Convert the lines between the one containing "The component shall locate the sandal" and the one containing "The component shall locate the white", inclusive, into a Markdown table with the columns Index and Line. Number each line in order and leave out blank lines.

▶ **INPUT RECORDS**

^^^^^^^^

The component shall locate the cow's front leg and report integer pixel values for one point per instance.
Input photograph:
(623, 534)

^^^^^^^^

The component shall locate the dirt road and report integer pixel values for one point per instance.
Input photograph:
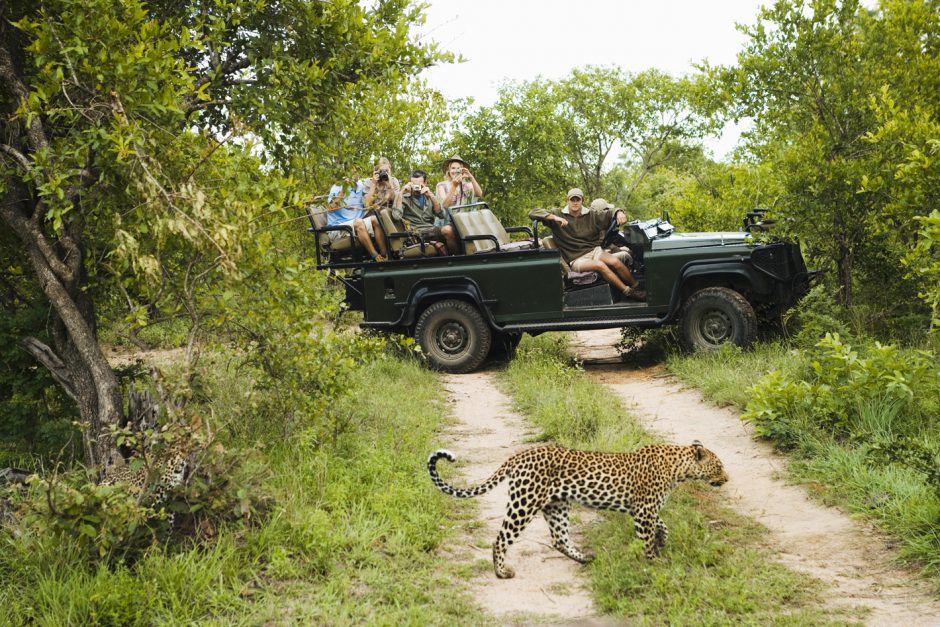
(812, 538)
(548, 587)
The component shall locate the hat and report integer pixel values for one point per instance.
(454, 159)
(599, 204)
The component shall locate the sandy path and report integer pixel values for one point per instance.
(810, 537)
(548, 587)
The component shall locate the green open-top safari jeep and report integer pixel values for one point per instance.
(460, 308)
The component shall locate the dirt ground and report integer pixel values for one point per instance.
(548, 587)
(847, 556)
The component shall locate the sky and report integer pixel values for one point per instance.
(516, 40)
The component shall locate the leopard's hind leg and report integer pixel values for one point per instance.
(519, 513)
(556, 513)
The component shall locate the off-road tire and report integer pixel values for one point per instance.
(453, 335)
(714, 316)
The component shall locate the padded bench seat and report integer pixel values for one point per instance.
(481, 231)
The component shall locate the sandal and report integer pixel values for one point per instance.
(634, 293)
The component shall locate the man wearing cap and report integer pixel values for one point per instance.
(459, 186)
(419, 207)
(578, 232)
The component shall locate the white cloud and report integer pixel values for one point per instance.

^^^^^^^^

▶ **FINAL ANSWER**
| Index | Line |
|---|---|
| 1 | The component shall locate the sandal and report integer pixel values for one point per instance. |
| 2 | (634, 293) |
| 3 | The component shall locate the man wearing cap and report integer pixel values for one point per instance. |
| 4 | (459, 186) |
| 5 | (419, 207) |
| 6 | (578, 232) |
| 7 | The component shall locate the white cloud and report integer pixel values for one point per instance. |